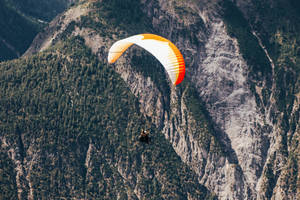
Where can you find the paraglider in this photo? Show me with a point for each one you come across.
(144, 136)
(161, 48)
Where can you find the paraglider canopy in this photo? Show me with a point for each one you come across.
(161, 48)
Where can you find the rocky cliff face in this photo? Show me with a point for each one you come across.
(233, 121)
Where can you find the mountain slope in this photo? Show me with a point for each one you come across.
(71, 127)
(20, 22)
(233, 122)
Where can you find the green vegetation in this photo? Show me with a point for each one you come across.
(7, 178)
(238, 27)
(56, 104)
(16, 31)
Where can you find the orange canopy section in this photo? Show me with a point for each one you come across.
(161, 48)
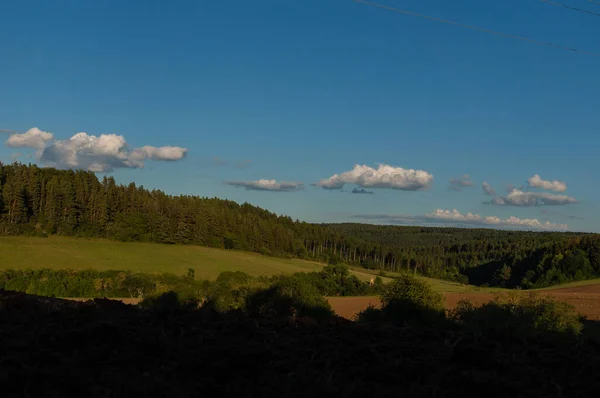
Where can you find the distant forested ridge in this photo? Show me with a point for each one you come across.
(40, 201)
++++++
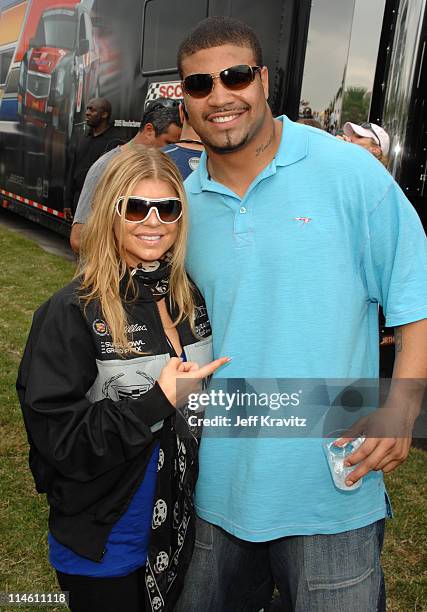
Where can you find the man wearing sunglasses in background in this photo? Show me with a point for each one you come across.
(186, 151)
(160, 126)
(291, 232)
++++++
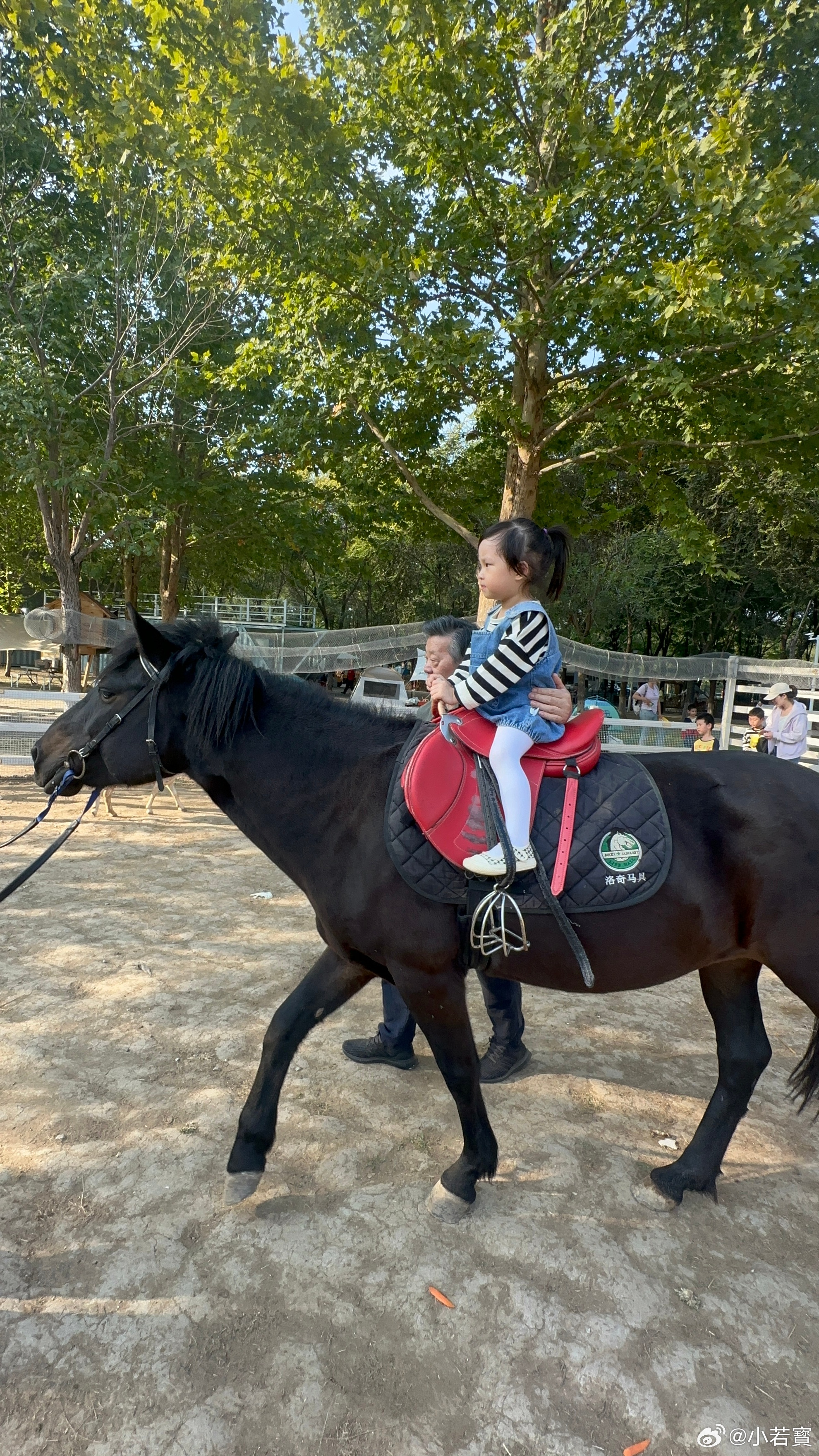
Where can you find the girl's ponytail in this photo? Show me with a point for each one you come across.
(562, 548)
++++++
**PROBLEM REQUIREMENTS**
List each line above that contains the string "paraglider", matching case exactly.

**RESPONSE TO THIS TASK**
Where can you find the paraglider in this photo? Show me with a point for each one you come across.
Where can you find the paraglider canopy in this photo? Show me with a point for each one you come across.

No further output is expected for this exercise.